Task description. Go through the records below and report each line with "order" in it.

Source records.

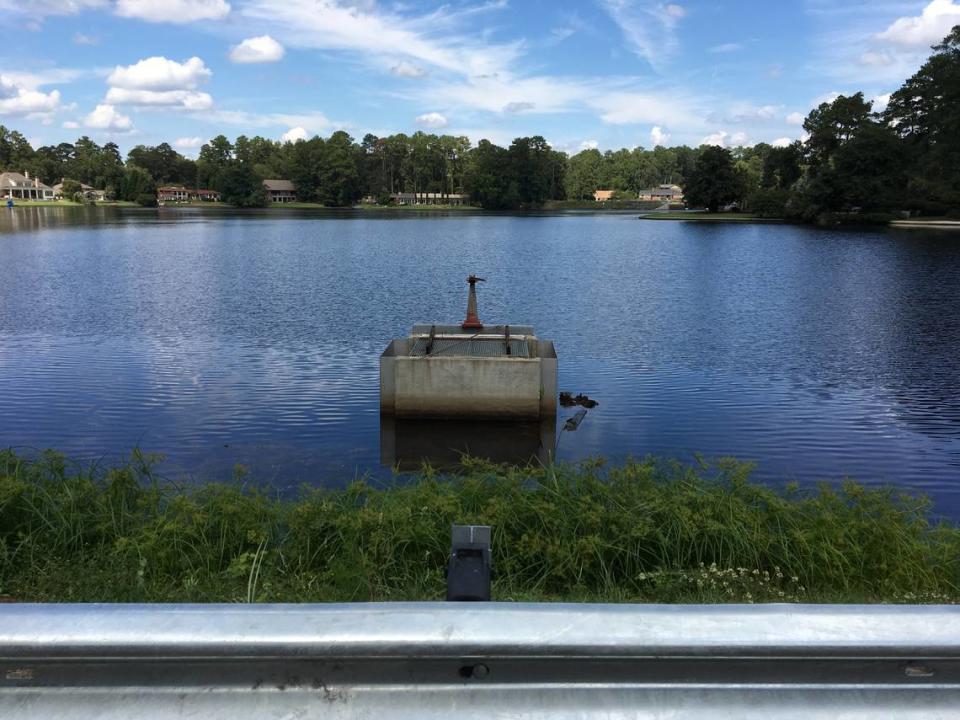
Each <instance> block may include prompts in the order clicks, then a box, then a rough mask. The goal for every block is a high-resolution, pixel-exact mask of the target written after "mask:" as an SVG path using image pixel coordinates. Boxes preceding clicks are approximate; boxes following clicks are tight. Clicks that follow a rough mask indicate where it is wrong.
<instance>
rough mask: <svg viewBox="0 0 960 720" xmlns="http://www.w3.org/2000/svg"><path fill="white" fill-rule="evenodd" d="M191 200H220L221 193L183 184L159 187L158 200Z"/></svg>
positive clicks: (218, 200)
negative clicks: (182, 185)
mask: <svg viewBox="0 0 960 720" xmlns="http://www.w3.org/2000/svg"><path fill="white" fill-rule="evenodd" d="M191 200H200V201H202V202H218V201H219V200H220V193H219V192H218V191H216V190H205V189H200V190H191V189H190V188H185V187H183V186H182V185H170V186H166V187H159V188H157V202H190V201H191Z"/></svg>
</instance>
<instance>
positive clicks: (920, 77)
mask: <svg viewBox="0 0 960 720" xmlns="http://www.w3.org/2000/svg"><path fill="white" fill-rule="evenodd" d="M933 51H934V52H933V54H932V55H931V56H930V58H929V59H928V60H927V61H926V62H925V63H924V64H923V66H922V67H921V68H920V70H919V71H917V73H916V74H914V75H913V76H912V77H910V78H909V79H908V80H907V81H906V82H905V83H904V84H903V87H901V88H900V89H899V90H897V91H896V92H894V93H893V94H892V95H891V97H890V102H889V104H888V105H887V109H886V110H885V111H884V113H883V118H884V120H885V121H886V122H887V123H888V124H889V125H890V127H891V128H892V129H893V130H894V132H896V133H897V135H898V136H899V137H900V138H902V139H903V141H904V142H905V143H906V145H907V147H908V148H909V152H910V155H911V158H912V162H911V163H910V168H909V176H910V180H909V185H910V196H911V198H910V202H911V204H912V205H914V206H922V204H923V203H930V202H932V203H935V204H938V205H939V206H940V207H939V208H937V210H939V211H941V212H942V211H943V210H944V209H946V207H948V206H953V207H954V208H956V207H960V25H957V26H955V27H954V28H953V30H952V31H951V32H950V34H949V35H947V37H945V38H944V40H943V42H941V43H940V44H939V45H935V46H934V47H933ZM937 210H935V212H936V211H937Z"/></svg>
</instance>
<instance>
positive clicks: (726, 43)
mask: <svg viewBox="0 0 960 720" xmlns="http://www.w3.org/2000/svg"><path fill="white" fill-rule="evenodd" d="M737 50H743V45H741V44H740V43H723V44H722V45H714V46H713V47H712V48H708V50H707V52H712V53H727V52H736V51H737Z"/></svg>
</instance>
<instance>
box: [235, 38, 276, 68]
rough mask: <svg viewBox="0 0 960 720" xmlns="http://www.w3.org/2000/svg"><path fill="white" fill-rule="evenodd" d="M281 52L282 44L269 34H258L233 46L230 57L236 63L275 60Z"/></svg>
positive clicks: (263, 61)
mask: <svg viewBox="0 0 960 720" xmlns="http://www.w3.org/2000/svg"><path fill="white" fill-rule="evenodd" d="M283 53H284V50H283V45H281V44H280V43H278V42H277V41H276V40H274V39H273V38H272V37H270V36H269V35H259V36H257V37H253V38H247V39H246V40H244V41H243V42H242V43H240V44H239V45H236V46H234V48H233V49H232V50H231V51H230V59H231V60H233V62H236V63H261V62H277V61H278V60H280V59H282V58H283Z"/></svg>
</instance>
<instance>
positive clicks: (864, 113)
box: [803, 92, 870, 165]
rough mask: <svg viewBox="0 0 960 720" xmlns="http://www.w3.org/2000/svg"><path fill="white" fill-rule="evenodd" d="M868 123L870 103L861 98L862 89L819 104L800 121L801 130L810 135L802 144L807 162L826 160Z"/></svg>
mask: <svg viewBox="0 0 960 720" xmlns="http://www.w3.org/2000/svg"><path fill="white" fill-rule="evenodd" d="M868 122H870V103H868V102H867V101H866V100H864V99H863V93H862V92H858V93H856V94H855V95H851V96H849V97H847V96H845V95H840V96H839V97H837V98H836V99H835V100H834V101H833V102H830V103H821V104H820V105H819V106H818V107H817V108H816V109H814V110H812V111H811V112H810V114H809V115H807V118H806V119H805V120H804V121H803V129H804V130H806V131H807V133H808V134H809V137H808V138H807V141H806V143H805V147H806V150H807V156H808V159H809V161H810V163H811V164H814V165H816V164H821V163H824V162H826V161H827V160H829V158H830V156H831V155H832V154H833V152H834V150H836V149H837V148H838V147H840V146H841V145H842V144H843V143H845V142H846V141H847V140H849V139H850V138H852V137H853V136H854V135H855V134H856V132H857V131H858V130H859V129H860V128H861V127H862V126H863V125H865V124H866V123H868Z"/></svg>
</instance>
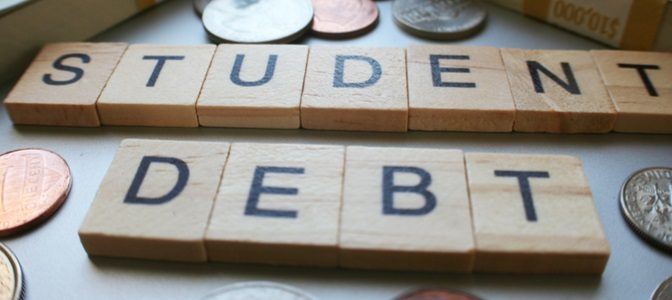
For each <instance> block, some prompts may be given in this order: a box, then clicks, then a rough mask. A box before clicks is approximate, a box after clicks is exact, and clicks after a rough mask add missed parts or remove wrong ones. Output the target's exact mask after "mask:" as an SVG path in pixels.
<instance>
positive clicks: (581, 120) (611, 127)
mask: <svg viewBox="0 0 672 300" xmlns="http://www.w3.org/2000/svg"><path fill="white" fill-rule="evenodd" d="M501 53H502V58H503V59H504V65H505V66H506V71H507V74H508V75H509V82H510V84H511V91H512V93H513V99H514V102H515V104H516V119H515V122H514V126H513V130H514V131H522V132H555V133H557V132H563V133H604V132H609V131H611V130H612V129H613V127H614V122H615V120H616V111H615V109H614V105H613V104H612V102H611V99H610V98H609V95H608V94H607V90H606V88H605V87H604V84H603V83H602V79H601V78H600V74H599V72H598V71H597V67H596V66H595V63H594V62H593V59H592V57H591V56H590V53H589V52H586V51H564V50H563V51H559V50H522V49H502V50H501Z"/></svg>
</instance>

Expected answer.
Each <instance> block may include prompts in the order clicks, then a box, then a rough mask. The goal for every block is a high-resolution, pixel-exact mask of the target written after "mask:" as an SVG path using image pixel coordinates. Boxes preceding clicks are approximate; boxes following clicks are tight. Clicks that follow a rough mask indicate where it is wrong.
For each <instance> block, some prompts may be given in this order: a box, then clicks, then a rough mask. A box before clicks is approximate, a box after clicks is exact, and clicks after a rough mask add missed parts or remove wrong ones. Output the target's exact mask after "mask:" as an SVG path in pixels.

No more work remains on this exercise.